• **Job**:
Display every line of the data below that contains the word "wheel", copied in full. Case counts when matching.

BEGIN Records provided

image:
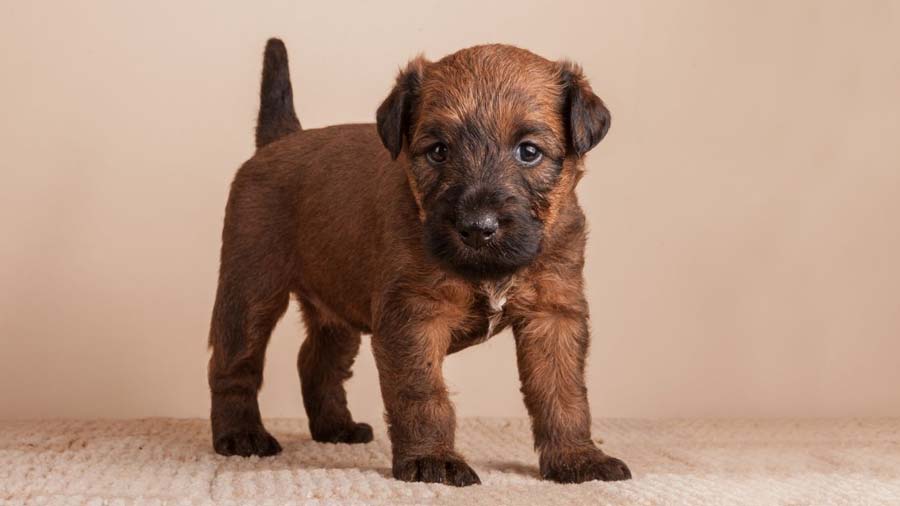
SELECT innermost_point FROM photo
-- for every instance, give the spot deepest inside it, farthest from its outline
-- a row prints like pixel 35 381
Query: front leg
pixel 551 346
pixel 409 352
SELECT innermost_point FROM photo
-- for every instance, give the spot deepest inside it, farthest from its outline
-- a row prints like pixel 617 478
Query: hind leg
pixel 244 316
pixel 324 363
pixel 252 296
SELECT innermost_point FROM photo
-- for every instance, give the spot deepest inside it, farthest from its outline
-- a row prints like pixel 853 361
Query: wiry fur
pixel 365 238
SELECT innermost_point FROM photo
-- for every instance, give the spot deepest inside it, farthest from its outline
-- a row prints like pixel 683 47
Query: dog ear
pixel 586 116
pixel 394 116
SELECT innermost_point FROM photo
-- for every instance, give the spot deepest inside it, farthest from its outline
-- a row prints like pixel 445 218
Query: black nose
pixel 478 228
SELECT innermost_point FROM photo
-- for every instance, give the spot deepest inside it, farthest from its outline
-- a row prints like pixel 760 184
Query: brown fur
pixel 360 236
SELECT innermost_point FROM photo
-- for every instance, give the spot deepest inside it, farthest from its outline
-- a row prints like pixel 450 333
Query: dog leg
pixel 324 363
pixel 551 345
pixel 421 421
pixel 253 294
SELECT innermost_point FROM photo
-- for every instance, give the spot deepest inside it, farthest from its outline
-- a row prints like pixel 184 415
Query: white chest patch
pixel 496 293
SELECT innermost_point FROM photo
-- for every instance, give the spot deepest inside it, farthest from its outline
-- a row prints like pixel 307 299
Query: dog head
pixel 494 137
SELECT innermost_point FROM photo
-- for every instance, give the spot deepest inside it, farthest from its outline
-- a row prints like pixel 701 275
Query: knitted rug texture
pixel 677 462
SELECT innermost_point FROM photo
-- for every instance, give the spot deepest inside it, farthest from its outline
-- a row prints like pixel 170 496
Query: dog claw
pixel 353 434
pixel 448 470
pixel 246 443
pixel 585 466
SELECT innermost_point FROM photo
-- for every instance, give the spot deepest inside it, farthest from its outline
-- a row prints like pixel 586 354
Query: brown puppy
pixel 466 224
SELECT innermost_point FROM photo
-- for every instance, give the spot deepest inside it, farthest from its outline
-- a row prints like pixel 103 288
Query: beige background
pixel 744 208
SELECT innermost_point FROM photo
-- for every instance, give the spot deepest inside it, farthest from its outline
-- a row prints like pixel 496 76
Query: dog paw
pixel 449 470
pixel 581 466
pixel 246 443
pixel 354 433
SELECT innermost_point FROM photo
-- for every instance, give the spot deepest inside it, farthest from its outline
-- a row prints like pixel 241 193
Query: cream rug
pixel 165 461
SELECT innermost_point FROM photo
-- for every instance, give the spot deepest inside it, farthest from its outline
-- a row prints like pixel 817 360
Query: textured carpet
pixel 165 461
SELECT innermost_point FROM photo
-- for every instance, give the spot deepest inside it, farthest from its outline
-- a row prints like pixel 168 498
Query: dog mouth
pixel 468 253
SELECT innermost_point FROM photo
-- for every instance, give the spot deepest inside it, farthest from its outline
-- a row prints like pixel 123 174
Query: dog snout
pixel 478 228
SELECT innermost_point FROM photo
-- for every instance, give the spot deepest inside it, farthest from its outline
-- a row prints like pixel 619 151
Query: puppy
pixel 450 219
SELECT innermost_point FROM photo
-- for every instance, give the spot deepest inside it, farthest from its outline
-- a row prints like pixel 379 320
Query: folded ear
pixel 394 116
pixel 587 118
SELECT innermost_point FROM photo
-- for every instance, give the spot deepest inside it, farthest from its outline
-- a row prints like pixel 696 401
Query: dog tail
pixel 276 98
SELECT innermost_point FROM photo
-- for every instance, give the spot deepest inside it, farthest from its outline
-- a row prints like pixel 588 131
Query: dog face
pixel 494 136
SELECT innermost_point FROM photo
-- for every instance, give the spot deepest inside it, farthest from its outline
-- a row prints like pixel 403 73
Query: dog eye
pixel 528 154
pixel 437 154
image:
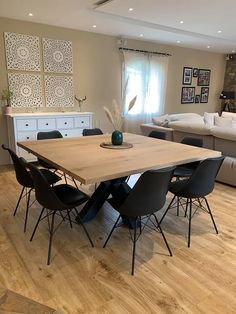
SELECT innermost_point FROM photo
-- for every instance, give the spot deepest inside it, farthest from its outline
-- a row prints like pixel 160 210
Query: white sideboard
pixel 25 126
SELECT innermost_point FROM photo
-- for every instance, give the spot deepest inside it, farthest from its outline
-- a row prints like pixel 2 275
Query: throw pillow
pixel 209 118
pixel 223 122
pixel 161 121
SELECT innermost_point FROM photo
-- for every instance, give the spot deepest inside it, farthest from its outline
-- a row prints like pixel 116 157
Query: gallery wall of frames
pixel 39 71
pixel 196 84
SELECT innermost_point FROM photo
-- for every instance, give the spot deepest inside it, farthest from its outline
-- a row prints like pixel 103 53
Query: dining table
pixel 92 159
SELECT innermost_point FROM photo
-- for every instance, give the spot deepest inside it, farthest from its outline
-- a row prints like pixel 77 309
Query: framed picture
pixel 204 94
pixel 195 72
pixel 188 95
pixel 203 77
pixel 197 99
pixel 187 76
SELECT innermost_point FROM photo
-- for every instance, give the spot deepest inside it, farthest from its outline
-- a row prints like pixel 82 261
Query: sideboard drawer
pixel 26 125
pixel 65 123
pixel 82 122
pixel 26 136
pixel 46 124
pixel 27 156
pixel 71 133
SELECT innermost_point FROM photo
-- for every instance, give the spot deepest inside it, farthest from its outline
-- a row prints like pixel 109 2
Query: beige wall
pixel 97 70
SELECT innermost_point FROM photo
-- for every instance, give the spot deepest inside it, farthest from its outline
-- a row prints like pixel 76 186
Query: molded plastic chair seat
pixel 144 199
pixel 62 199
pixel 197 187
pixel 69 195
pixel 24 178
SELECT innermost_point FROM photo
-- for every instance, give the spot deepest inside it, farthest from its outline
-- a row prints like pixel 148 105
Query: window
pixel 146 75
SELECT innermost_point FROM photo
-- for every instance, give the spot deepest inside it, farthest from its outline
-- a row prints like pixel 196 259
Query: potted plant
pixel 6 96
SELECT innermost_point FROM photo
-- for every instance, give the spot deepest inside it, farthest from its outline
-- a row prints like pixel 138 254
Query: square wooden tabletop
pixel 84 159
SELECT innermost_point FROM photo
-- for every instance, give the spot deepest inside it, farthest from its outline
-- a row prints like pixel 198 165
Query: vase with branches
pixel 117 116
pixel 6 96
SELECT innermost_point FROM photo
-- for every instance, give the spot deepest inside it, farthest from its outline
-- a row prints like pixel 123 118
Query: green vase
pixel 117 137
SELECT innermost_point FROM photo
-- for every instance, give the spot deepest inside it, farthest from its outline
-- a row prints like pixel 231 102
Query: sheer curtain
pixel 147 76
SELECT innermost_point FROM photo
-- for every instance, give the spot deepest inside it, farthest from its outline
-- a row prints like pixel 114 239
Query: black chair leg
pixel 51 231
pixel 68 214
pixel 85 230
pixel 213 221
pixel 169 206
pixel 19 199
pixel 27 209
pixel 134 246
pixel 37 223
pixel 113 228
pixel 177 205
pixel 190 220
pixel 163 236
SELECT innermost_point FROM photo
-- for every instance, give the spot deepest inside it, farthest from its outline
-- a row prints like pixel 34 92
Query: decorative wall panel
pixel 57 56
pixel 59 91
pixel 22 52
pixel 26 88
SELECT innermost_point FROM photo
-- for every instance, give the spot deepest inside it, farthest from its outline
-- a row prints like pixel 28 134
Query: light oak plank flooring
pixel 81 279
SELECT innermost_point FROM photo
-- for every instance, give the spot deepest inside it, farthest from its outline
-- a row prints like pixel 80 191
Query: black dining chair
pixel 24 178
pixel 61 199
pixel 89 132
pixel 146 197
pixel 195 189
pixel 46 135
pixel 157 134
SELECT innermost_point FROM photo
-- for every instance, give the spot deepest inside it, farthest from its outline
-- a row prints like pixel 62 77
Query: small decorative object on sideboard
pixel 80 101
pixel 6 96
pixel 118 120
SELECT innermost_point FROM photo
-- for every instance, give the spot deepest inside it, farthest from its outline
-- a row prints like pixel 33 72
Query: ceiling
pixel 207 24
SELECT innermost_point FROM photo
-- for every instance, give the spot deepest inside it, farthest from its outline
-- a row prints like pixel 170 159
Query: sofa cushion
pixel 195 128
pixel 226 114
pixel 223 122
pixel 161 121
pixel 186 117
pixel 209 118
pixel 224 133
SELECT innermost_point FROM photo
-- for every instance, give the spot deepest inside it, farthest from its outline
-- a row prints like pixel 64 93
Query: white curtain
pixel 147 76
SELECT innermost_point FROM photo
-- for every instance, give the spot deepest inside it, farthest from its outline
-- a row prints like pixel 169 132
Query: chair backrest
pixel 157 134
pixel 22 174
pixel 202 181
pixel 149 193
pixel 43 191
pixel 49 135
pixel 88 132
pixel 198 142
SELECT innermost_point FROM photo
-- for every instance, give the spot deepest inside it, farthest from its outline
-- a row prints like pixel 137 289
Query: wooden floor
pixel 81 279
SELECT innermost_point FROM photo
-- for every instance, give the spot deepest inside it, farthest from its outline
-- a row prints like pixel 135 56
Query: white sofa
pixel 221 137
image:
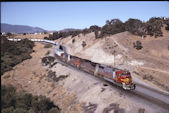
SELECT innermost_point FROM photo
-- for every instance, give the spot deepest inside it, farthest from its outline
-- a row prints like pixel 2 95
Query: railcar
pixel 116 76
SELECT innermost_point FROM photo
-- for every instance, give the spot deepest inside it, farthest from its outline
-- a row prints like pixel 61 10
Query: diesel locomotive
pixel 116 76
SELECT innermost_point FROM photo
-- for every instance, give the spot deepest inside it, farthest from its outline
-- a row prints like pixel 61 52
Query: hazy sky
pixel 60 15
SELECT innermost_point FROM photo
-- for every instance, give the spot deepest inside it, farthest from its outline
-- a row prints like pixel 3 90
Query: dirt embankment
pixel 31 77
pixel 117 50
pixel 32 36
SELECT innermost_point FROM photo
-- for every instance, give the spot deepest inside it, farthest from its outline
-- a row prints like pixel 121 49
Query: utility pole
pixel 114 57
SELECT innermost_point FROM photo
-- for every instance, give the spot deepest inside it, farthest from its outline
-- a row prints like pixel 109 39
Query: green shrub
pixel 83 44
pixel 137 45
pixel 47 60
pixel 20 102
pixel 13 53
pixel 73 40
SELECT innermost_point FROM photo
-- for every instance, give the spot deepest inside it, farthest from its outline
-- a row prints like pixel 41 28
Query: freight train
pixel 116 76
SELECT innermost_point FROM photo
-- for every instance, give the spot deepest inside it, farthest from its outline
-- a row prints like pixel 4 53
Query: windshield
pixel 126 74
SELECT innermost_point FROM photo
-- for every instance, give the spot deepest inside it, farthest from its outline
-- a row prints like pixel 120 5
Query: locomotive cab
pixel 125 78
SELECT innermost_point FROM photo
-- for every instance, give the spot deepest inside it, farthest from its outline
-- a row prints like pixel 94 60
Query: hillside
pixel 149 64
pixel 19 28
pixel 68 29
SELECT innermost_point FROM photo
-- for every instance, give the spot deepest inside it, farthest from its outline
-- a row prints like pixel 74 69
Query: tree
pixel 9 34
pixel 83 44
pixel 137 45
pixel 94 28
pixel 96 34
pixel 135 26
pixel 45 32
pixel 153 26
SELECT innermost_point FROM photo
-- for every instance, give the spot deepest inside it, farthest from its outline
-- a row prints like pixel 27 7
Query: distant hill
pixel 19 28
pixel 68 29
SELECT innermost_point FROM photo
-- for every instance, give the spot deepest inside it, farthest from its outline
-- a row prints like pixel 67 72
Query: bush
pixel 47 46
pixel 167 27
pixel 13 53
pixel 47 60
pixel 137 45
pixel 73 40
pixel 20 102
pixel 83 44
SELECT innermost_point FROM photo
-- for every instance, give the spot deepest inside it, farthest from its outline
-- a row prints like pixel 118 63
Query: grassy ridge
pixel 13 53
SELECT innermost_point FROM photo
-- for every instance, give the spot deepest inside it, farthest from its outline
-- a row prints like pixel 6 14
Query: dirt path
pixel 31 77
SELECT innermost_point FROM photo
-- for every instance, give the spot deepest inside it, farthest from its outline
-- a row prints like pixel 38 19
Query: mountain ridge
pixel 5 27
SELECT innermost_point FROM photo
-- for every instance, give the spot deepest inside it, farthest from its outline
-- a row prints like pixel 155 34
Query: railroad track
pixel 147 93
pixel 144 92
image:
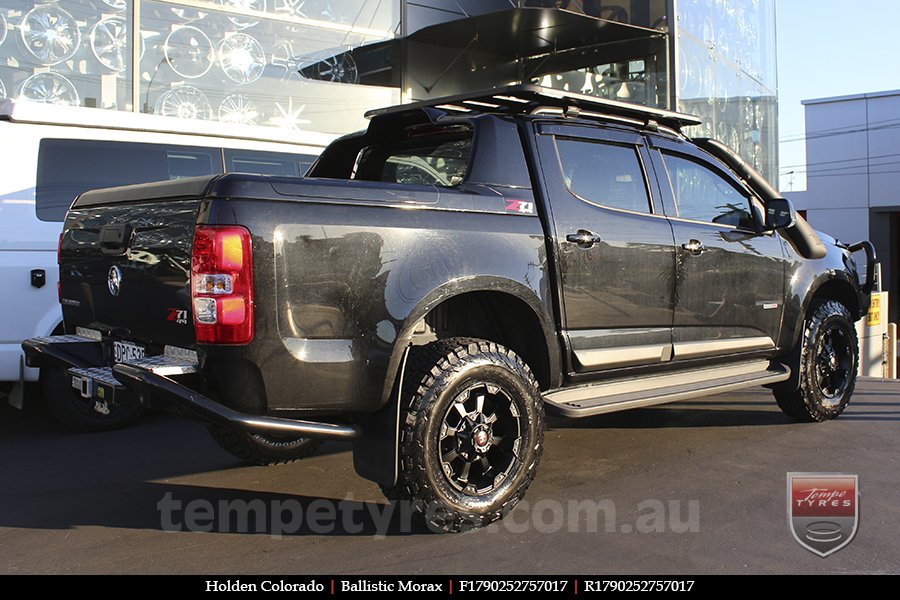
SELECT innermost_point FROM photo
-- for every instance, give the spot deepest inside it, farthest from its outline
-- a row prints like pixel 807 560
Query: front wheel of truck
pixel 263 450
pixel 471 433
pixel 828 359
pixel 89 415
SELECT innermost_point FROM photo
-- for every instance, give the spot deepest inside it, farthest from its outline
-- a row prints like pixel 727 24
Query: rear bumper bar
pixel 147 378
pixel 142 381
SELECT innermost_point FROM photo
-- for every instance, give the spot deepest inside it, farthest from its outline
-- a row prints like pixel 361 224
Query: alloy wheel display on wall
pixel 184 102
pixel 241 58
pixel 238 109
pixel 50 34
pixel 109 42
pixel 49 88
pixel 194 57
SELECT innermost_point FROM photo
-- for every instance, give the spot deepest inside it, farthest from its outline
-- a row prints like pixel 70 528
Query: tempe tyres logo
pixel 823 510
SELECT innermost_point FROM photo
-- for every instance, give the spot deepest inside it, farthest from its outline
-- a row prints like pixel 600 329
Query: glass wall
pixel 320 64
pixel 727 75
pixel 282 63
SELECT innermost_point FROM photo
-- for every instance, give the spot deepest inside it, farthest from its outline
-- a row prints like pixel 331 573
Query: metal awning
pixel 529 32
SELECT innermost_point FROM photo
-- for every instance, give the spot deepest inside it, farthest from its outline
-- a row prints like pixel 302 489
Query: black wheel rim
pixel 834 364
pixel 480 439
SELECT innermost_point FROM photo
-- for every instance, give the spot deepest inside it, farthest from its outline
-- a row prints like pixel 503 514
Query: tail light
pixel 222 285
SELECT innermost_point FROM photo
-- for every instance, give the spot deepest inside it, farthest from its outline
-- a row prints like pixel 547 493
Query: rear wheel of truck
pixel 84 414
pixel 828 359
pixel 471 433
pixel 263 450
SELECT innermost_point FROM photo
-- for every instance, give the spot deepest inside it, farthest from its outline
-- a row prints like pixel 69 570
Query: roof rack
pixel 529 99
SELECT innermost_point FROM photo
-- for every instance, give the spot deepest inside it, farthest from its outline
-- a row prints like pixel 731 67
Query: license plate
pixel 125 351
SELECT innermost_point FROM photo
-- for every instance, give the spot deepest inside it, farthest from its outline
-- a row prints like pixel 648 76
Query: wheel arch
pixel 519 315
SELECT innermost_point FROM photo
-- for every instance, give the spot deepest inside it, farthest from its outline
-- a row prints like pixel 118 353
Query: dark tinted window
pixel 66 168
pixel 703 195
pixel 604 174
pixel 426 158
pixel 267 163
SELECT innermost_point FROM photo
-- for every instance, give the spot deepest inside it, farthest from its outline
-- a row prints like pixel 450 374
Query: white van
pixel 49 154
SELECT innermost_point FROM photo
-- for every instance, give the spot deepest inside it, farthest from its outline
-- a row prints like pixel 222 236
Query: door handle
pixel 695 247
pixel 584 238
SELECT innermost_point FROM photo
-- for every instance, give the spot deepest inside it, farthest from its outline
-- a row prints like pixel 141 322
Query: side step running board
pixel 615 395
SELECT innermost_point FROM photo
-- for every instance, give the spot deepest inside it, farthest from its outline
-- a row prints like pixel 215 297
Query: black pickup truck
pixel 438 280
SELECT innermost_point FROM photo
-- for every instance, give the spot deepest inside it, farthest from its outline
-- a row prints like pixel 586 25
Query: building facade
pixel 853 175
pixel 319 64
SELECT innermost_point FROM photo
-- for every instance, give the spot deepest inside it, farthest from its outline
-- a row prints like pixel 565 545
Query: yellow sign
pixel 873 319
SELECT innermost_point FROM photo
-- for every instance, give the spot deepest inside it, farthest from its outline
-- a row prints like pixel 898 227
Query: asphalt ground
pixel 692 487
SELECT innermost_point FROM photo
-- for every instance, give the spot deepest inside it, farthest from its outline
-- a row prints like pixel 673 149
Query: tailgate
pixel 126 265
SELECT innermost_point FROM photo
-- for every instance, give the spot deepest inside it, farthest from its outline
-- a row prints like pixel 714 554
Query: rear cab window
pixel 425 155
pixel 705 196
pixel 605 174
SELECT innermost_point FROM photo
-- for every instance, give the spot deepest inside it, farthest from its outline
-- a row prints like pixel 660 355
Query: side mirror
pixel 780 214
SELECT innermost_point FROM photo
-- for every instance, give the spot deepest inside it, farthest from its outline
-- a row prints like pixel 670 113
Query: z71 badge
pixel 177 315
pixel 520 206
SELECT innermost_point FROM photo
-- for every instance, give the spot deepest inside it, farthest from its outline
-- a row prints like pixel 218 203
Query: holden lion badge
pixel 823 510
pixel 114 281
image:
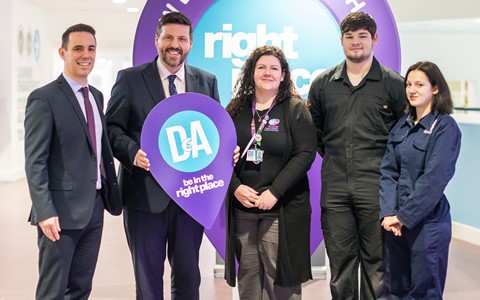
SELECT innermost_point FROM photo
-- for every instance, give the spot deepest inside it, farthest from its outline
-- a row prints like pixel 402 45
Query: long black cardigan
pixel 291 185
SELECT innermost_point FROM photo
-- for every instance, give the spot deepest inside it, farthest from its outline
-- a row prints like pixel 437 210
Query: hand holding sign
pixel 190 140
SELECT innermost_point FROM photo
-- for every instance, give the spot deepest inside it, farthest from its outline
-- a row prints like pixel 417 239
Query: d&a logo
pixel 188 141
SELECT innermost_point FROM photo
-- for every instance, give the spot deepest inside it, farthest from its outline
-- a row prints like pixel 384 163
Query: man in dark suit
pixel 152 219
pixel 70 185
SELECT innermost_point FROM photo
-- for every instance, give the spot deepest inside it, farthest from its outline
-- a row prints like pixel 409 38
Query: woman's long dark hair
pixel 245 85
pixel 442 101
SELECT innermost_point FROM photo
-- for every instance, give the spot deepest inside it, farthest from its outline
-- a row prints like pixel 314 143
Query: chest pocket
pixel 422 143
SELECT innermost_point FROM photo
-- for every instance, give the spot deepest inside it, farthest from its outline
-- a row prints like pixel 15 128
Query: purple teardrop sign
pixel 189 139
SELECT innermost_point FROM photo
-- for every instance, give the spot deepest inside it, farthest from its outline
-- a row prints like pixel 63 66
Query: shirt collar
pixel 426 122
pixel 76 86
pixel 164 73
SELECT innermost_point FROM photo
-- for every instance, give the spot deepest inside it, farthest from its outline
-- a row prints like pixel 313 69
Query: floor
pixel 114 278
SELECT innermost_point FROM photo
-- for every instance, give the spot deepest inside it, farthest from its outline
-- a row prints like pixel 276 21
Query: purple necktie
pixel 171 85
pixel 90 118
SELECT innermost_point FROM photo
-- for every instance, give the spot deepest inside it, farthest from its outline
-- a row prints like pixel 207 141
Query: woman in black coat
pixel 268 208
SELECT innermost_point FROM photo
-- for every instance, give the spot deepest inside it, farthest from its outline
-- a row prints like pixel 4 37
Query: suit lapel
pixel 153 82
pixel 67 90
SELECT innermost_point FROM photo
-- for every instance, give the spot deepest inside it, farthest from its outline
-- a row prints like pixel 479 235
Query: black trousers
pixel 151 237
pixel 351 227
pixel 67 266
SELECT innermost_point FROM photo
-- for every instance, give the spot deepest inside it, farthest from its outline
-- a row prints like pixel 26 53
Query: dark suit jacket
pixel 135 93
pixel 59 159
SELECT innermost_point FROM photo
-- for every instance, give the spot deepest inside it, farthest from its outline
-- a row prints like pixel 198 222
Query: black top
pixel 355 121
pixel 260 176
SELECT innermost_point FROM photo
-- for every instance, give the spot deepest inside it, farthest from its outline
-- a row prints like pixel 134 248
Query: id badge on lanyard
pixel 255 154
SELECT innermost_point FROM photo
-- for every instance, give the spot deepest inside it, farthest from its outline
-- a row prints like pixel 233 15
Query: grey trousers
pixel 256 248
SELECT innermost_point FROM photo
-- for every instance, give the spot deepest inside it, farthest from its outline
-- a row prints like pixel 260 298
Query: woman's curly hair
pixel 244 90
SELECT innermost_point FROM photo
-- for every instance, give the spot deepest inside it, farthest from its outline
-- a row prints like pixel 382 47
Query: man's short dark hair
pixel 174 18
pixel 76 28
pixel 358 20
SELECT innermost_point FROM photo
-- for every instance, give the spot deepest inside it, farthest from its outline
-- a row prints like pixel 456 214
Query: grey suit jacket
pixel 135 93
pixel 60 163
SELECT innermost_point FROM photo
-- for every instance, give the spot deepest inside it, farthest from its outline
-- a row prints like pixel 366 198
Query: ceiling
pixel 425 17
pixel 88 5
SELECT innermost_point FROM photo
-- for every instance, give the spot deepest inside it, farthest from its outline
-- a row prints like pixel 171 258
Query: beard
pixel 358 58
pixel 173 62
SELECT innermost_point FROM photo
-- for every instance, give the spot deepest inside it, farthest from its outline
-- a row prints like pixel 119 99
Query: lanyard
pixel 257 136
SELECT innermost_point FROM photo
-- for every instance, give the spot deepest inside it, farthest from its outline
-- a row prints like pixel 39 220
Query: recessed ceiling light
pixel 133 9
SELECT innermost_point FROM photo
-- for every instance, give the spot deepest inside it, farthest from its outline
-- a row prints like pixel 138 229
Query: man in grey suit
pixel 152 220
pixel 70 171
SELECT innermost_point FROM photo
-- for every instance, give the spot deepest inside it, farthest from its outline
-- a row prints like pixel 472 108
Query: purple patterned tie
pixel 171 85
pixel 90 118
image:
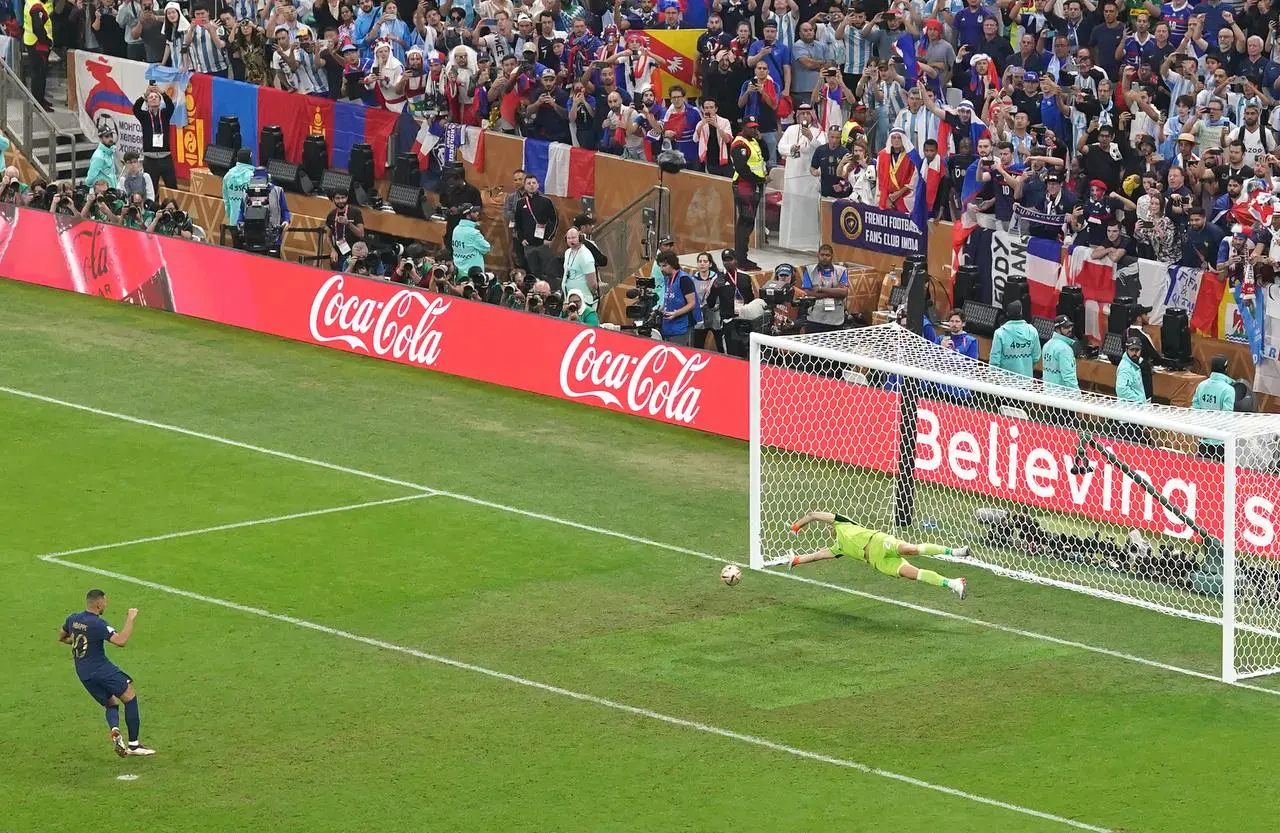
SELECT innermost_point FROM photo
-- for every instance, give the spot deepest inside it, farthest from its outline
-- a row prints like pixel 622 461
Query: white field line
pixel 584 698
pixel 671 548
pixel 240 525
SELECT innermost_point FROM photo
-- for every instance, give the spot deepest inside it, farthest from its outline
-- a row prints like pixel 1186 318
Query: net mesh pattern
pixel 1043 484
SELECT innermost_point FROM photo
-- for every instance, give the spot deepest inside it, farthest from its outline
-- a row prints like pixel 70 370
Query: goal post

END Records provided

• **In response**:
Query: front wheel of truck
Query: alloy wheel display on wall
Query: black wheel rim
Query: rear wheel of truck
Query: wheel arch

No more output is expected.